DATASET EXCERPTS –
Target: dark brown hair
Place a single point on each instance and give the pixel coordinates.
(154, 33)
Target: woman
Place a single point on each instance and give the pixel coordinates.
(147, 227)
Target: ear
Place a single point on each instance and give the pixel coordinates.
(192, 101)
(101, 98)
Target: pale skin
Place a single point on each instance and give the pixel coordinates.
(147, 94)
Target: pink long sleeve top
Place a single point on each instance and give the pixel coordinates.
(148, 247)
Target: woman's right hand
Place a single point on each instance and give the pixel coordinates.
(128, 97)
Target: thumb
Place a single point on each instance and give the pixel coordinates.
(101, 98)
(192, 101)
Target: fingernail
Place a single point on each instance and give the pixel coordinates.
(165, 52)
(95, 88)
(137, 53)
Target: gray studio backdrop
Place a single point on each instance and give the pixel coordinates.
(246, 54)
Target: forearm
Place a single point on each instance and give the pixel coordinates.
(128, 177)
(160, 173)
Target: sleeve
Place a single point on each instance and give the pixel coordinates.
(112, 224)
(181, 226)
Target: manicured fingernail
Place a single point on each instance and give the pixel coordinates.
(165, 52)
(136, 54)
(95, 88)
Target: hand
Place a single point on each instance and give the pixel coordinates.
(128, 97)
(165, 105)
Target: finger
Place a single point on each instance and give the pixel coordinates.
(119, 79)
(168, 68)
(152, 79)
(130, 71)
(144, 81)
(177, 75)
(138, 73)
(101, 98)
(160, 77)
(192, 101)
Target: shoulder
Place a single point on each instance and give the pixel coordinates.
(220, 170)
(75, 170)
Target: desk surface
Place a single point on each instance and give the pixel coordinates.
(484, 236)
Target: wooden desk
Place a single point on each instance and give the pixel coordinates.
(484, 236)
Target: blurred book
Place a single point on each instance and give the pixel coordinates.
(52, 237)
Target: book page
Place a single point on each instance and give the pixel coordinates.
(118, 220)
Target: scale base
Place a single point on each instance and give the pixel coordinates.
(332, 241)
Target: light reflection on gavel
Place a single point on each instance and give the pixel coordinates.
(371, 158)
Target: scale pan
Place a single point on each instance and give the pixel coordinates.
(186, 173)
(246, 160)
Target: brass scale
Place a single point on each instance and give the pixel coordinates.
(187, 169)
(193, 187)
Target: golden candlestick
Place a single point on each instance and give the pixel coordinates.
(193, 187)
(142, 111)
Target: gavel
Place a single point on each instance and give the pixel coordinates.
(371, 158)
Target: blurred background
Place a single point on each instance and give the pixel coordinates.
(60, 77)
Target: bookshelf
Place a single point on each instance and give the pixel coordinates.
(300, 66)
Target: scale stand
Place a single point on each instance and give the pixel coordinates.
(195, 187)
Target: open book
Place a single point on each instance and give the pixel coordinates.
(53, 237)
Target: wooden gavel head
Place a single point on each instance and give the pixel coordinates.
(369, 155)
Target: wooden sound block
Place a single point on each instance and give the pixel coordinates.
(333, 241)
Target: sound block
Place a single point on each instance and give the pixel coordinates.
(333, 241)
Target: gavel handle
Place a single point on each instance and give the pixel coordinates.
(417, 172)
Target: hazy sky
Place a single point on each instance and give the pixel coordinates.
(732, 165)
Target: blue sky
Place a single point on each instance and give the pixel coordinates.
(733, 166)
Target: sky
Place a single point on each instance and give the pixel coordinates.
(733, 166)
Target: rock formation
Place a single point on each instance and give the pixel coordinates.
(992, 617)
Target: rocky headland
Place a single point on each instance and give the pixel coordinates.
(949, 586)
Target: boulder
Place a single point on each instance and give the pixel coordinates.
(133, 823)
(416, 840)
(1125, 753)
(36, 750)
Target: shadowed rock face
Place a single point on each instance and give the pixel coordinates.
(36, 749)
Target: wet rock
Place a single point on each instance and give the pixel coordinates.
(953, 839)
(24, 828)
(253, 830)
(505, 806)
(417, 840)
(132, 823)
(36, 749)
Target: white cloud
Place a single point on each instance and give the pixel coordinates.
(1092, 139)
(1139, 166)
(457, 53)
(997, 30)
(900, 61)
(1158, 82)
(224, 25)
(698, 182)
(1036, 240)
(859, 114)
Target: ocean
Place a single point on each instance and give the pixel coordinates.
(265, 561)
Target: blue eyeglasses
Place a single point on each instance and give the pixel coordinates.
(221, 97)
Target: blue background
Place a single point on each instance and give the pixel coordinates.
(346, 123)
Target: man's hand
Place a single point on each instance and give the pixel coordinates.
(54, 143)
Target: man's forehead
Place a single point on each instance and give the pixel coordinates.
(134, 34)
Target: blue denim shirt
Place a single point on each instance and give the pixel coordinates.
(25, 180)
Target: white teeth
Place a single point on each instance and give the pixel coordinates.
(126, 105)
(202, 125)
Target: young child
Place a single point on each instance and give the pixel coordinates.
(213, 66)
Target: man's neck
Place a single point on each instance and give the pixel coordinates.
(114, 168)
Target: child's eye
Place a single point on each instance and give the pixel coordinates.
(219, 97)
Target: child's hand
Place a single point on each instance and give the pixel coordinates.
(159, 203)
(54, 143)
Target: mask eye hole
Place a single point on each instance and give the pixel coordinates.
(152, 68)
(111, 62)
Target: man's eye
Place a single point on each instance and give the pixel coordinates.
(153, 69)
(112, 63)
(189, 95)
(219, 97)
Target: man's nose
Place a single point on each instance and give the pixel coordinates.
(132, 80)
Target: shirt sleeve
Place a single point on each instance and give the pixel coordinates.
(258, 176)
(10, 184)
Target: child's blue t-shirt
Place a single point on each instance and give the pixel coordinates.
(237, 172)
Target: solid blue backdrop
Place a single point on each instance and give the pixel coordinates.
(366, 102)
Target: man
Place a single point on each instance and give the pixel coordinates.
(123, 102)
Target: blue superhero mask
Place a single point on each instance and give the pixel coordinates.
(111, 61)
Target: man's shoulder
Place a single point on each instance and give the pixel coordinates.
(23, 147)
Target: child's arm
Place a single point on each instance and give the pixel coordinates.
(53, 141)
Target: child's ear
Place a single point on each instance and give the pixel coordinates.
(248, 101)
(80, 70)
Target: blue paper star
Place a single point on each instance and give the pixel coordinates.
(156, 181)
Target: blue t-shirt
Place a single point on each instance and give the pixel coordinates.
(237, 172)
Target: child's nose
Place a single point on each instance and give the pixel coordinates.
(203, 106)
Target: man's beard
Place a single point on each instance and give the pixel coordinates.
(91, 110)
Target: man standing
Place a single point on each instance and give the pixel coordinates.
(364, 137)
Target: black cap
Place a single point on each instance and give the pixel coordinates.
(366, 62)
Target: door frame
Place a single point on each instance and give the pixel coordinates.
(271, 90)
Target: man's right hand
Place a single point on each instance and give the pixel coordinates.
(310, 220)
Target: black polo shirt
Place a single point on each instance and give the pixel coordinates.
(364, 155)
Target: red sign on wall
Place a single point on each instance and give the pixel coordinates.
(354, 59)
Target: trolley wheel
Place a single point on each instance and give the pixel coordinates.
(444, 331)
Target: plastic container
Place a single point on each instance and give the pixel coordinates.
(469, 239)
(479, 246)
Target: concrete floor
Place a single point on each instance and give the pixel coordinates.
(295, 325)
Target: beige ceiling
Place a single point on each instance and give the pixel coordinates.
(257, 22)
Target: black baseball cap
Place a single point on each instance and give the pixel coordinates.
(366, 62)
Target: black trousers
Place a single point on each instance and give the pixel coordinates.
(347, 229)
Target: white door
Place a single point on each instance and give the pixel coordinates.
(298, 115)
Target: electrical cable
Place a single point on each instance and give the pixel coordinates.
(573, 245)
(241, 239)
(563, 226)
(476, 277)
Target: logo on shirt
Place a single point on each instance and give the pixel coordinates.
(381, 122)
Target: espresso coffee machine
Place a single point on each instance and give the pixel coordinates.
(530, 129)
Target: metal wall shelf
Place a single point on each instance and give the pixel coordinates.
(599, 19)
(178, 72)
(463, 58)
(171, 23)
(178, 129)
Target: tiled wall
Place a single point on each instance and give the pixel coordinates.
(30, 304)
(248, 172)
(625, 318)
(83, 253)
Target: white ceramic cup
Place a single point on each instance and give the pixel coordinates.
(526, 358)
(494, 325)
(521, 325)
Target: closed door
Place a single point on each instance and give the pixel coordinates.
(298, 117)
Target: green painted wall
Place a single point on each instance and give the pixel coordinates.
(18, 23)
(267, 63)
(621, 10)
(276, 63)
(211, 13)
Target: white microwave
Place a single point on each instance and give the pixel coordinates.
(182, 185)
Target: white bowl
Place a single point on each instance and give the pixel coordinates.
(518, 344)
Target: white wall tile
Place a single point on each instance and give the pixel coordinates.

EXERCISE GOAL – Output the line containing "Target: black trousers" and all lines after it to the end of the records, exactly as given.

TASK OUTPUT –
Target: black trousers
Place a single point on each instance and give the pixel coordinates.
(347, 229)
Target: white door
Place a single point on each instance and give the pixel coordinates.
(298, 115)
Target: electrical cable
Place a single point on each instance and give the pixel coordinates.
(573, 245)
(241, 239)
(563, 226)
(476, 277)
Target: logo on shirt
Place a single point on each instance and give the pixel coordinates.
(381, 122)
Target: espresso coffee machine
Place a single point on each instance and give the pixel coordinates.
(530, 129)
Target: metal wall shelf
Place a single point on each instance and give the pixel coordinates.
(599, 19)
(178, 72)
(463, 58)
(171, 23)
(178, 129)
Target: tiled wall
Place a single point on each instance and give the pixel coordinates.
(30, 304)
(248, 172)
(625, 318)
(83, 253)
Target: white ceramic cup
Place a single point on each instance and give the pixel coordinates.
(526, 358)
(494, 325)
(521, 325)
Target: closed door
Place a single point on each instance and give the pixel coordinates.
(298, 117)
Target: green painted wall
Place a single point on each instance and give the pixel coordinates.
(18, 23)
(267, 63)
(621, 10)
(276, 63)
(211, 13)
Target: white microwave
Place a single point on each instance and give the pixel coordinates.
(182, 185)
Target: white bowl
Place a single point on each instance and give the pixel coordinates.
(518, 344)
Target: white wall tile
Place a single point on each instance and give the pixel coordinates.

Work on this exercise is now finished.